* _STATED EXERCISE_
Select every line below that contains the word "black", matching case exactly, and copy each of those lines.

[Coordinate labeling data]
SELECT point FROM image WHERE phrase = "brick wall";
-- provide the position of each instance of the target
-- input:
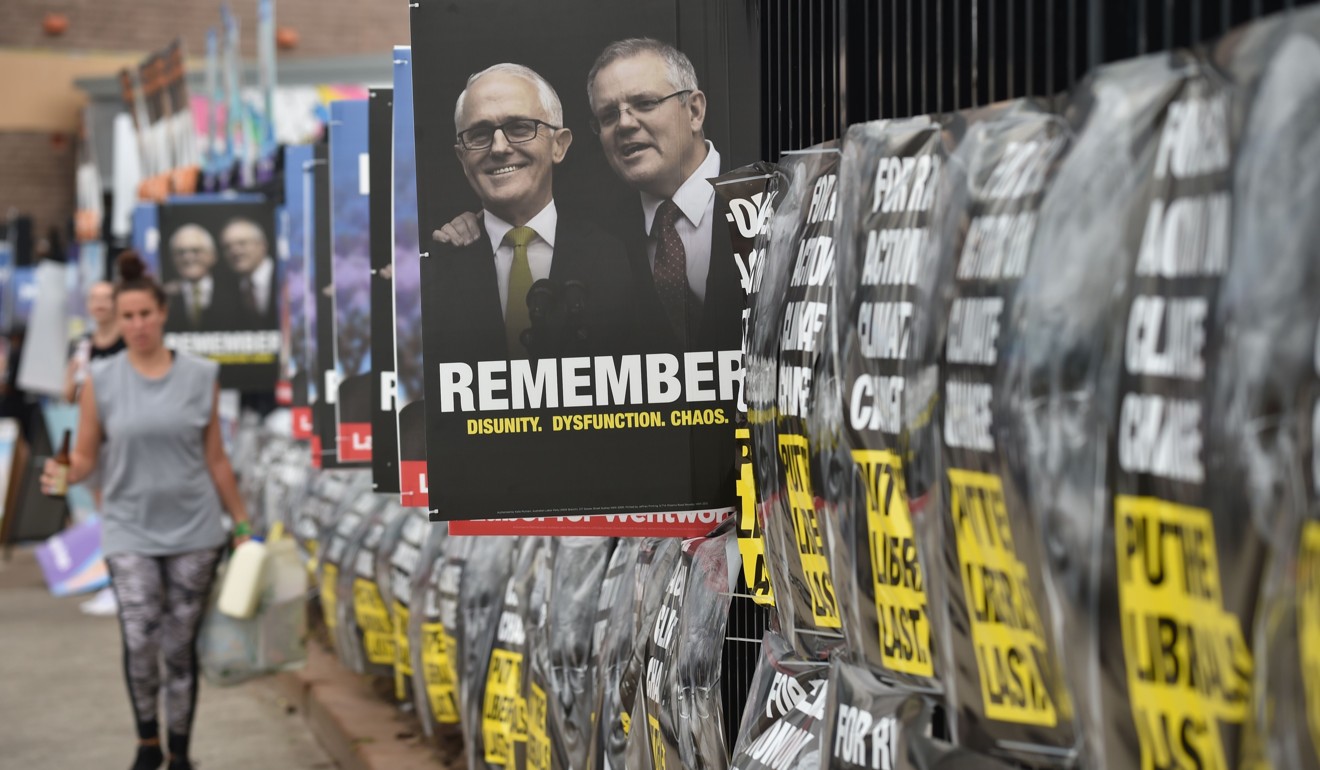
(325, 27)
(37, 177)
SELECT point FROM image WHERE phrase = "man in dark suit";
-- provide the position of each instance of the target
(532, 283)
(193, 303)
(650, 114)
(250, 297)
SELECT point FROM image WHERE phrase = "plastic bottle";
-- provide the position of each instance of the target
(244, 580)
(60, 484)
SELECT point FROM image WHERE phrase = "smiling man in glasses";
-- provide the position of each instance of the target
(532, 283)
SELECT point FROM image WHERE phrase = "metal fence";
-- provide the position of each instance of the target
(826, 64)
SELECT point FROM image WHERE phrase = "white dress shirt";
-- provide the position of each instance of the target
(540, 251)
(696, 200)
(260, 279)
(203, 287)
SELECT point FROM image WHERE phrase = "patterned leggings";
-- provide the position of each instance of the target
(161, 601)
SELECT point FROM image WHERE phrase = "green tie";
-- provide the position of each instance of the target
(516, 317)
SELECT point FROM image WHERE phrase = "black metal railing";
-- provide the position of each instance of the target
(826, 64)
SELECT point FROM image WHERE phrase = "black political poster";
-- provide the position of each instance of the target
(351, 276)
(219, 272)
(889, 178)
(581, 307)
(978, 539)
(384, 425)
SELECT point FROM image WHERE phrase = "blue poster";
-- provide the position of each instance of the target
(24, 293)
(147, 237)
(350, 230)
(408, 370)
(298, 209)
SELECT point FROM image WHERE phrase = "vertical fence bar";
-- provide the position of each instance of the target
(1168, 24)
(925, 58)
(1031, 48)
(907, 68)
(894, 60)
(991, 69)
(1051, 57)
(957, 56)
(939, 56)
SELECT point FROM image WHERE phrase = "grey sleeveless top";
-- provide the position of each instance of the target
(159, 495)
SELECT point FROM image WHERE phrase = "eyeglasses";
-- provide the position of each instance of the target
(516, 131)
(610, 118)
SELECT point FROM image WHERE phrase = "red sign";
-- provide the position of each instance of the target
(412, 481)
(355, 443)
(302, 425)
(676, 525)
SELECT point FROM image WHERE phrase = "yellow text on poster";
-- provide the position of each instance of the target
(438, 658)
(378, 629)
(751, 539)
(1006, 629)
(537, 738)
(811, 548)
(900, 606)
(1188, 666)
(659, 756)
(1308, 625)
(403, 650)
(503, 709)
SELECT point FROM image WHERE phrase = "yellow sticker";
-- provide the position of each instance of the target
(900, 606)
(659, 754)
(1006, 629)
(811, 548)
(1308, 625)
(537, 740)
(503, 708)
(403, 650)
(378, 630)
(438, 658)
(751, 539)
(329, 601)
(1188, 666)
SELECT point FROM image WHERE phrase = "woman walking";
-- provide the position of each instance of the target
(149, 414)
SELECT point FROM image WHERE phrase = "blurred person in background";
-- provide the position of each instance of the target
(148, 416)
(102, 341)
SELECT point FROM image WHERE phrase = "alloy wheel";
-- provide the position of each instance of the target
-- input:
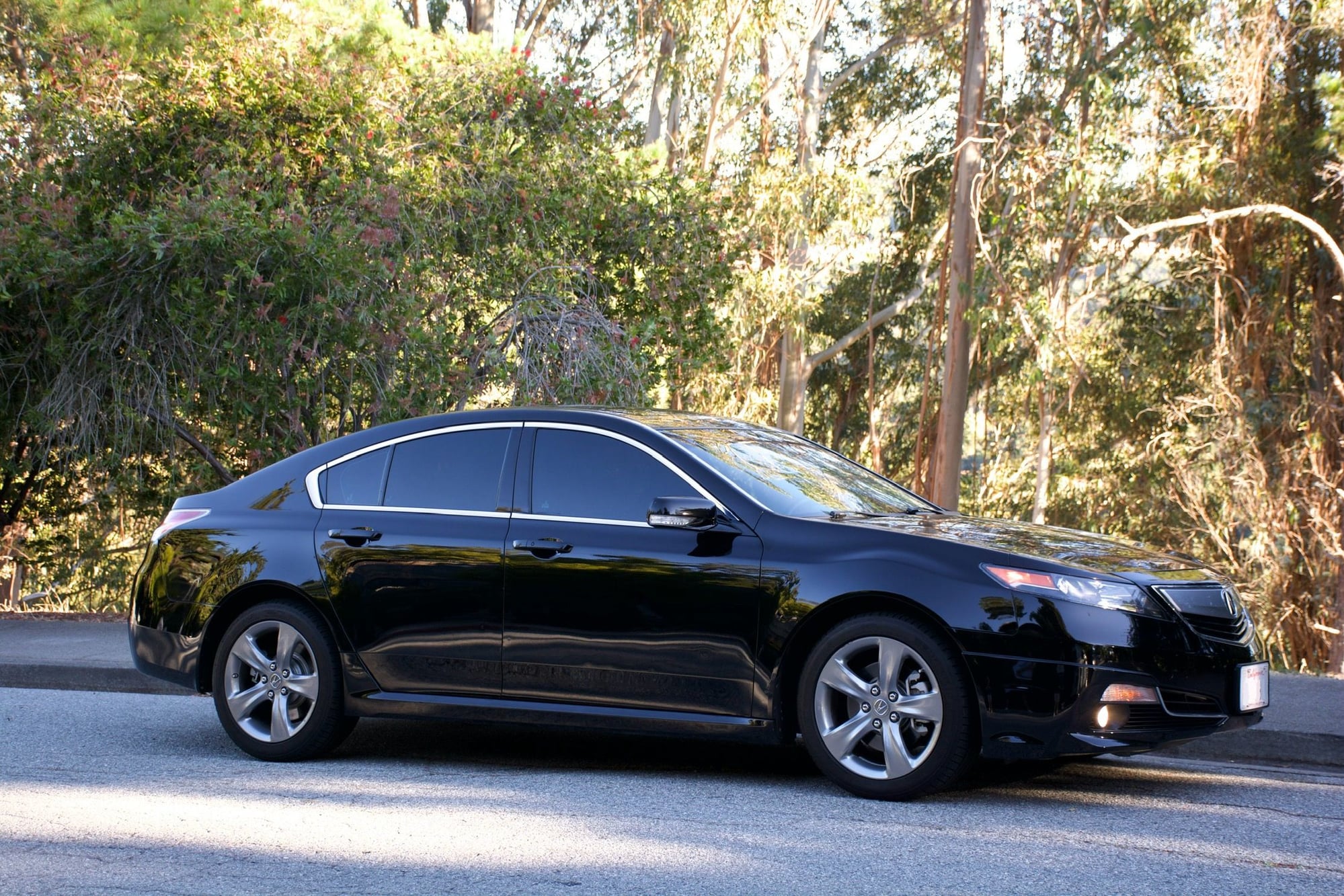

* _TASK OUTPUT_
SELECT point FROM image WHERE phrase = "black metal railing";
SELECT point FROM image WHERE phrase = "black political poster";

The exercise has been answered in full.